## SHORT TASK
Please reproduce only the entries from the line containing "branch in the photo below, formatted" through the line containing "pixel 438 238", both ends and the requests included, adding 112 to every number in the answers' pixel coordinates but not to the numbers in the requests or their format samples. Leave the pictures out.

## RECORDS FOR THE EXERCISE
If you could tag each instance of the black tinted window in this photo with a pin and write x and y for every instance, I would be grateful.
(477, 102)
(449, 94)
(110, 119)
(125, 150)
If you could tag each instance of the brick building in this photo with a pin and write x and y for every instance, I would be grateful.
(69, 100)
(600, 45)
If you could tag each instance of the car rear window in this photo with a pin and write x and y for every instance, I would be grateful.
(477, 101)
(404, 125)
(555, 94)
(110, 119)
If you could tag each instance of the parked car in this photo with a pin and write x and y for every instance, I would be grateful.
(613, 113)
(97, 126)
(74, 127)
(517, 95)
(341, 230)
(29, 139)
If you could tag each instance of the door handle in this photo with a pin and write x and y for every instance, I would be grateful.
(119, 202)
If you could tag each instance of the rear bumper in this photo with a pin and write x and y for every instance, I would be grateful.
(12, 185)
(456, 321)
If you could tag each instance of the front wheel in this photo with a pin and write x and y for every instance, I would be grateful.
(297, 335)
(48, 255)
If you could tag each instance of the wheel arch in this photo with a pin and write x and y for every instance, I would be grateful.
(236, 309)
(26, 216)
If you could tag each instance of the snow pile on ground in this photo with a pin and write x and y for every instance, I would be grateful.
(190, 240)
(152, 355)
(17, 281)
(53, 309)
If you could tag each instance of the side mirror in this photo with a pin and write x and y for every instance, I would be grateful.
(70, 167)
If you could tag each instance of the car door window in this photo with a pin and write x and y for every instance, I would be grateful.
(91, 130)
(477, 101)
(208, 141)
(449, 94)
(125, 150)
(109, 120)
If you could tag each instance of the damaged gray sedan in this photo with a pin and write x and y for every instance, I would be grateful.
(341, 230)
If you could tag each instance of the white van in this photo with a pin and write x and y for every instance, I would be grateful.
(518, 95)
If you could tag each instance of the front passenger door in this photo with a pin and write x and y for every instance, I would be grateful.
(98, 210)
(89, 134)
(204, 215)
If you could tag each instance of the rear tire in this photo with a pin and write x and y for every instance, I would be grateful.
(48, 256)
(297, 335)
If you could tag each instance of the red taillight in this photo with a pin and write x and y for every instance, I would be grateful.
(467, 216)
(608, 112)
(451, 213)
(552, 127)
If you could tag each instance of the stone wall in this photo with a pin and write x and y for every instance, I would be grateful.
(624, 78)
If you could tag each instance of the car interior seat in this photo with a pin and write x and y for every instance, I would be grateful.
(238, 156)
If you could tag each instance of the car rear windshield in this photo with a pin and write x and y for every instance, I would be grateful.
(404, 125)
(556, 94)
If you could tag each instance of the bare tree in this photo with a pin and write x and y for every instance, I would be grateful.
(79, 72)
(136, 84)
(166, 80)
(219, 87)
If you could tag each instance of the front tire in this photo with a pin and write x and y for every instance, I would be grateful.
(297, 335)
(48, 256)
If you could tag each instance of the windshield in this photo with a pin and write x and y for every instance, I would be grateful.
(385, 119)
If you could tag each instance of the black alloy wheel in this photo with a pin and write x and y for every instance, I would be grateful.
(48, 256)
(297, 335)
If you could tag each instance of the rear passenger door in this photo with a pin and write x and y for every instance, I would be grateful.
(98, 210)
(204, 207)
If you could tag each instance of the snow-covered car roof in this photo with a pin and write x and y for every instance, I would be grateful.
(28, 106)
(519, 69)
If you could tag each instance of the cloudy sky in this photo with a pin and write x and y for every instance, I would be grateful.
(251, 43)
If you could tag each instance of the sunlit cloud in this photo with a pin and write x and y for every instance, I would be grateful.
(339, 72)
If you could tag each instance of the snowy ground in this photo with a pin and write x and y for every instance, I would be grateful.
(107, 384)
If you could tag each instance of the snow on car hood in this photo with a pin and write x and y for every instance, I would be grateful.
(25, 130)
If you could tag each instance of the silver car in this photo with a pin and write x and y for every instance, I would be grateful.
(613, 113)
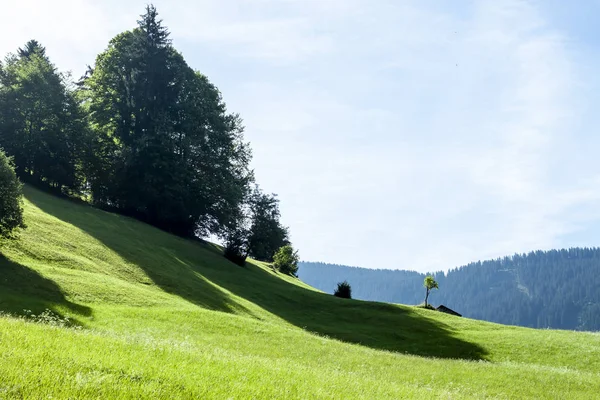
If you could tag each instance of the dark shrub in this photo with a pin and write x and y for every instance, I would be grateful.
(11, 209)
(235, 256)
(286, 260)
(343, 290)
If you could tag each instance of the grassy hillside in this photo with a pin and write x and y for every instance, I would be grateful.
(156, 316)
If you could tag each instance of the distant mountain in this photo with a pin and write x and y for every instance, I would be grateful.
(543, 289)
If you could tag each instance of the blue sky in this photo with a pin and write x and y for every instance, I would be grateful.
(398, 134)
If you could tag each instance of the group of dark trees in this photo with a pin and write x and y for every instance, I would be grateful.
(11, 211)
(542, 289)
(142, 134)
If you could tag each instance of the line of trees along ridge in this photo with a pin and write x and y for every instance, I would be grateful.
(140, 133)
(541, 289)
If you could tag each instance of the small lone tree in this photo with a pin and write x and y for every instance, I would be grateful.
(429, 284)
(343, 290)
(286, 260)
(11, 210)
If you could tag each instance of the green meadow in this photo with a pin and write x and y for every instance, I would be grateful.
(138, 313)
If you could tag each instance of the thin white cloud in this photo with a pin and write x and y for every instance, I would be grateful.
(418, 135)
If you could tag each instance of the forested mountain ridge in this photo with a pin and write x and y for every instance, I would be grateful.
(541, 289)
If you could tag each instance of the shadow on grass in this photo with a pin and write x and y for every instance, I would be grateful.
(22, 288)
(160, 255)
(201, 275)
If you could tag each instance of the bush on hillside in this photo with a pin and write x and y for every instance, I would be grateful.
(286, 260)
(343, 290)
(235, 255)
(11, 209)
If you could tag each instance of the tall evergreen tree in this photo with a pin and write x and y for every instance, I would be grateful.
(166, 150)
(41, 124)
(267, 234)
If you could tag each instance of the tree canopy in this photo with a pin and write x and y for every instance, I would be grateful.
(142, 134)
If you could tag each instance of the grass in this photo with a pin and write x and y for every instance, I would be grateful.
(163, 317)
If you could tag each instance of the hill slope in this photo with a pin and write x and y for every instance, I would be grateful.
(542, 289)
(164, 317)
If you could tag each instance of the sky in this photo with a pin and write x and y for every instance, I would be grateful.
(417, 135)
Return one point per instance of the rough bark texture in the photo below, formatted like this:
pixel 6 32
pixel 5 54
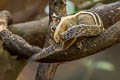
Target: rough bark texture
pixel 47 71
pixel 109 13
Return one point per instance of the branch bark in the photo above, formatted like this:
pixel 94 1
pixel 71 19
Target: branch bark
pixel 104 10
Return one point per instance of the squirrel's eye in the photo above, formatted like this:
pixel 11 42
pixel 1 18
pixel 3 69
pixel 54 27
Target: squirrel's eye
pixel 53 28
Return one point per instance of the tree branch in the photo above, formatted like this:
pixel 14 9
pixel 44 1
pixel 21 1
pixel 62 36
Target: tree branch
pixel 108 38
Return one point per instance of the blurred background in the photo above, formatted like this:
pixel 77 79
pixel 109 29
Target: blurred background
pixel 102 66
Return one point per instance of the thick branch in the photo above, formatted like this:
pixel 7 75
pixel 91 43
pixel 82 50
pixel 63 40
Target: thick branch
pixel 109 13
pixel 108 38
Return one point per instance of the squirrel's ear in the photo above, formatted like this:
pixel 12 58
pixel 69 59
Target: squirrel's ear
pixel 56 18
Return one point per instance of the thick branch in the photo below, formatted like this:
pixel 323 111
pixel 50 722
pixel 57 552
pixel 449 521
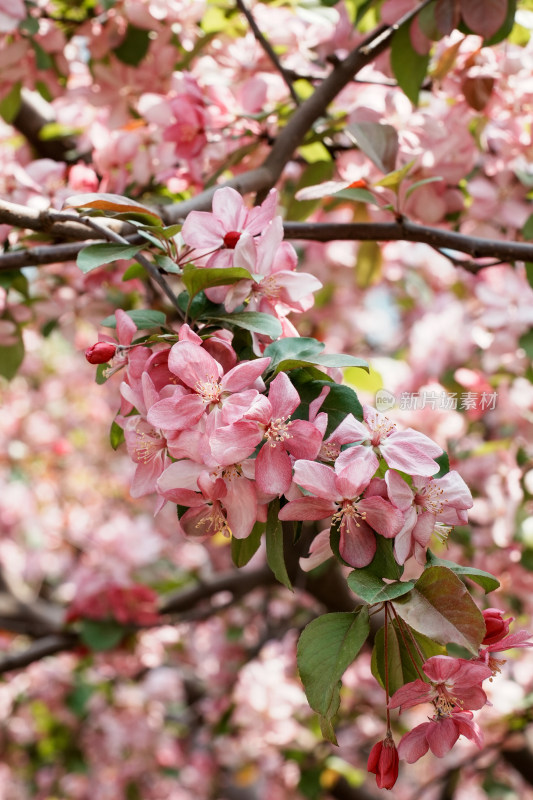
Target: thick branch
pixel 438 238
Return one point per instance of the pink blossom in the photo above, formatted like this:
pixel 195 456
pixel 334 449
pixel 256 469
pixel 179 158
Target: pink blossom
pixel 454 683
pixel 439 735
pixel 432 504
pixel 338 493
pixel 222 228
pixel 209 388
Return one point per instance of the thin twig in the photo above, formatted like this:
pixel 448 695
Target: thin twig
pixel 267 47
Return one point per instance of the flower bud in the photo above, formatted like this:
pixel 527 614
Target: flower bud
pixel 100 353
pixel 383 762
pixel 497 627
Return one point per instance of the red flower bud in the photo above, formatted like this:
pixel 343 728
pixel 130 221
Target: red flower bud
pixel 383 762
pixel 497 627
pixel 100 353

* * *

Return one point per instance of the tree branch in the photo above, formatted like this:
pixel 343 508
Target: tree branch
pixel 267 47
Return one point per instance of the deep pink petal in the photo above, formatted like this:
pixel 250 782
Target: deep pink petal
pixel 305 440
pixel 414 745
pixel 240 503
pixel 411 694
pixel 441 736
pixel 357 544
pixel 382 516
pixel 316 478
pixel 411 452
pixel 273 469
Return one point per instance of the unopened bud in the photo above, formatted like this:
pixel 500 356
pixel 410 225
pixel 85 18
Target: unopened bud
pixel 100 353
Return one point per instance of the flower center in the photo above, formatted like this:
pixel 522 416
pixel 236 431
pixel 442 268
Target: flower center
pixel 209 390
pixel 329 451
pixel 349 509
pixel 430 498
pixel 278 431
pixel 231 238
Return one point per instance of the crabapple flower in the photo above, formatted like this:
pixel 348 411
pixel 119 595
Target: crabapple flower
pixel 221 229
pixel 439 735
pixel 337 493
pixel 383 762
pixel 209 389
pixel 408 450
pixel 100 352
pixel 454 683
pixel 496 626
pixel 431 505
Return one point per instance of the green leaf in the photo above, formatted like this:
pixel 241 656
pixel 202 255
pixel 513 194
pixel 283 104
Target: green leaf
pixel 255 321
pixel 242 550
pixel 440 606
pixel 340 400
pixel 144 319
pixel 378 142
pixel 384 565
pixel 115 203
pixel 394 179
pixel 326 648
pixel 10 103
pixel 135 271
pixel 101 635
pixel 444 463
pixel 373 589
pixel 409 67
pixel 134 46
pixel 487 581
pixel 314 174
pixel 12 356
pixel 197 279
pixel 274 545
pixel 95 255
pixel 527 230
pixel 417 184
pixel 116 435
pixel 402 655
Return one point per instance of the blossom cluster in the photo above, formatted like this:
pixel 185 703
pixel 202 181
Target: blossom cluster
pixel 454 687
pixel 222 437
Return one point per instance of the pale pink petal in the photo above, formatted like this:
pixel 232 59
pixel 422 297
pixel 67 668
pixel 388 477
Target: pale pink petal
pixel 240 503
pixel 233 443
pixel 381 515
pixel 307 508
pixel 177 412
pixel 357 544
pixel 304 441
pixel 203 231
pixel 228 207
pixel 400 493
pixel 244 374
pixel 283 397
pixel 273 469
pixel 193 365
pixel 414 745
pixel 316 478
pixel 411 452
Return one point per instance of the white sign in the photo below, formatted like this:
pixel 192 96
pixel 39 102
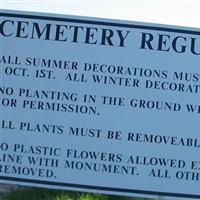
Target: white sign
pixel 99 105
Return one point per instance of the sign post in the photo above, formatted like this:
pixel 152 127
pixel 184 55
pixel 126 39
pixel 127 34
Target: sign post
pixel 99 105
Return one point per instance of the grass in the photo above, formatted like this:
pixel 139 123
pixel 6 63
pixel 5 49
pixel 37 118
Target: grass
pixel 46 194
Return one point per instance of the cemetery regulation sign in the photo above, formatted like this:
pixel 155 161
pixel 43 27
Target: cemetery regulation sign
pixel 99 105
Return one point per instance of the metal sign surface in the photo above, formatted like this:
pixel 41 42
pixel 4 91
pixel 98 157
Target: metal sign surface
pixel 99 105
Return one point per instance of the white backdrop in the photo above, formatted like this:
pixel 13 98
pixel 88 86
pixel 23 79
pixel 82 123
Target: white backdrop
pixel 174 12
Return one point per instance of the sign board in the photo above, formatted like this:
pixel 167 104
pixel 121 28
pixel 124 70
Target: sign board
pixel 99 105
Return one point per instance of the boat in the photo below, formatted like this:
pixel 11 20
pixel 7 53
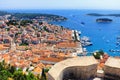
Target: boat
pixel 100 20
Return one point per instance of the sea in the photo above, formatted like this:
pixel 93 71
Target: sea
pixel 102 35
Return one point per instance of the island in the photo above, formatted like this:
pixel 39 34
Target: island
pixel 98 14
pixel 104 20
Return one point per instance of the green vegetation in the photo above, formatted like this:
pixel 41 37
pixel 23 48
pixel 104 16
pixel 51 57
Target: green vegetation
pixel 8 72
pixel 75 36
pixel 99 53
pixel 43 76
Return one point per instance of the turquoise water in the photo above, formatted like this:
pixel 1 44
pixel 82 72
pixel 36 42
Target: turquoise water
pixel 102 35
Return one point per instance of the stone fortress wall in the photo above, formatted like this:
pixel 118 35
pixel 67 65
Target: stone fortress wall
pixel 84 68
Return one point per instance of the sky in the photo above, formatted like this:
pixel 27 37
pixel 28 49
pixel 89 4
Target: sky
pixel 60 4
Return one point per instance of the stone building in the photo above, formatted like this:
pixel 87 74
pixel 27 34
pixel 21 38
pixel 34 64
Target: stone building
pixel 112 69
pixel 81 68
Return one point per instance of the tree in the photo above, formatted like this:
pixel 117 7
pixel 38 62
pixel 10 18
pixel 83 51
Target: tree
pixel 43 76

## RIGHT ANSWER
Return one point per instance of the thick branch in the photo below, formatted like this:
pixel 323 111
pixel 50 722
pixel 57 552
pixel 449 521
Target: thick branch
pixel 550 350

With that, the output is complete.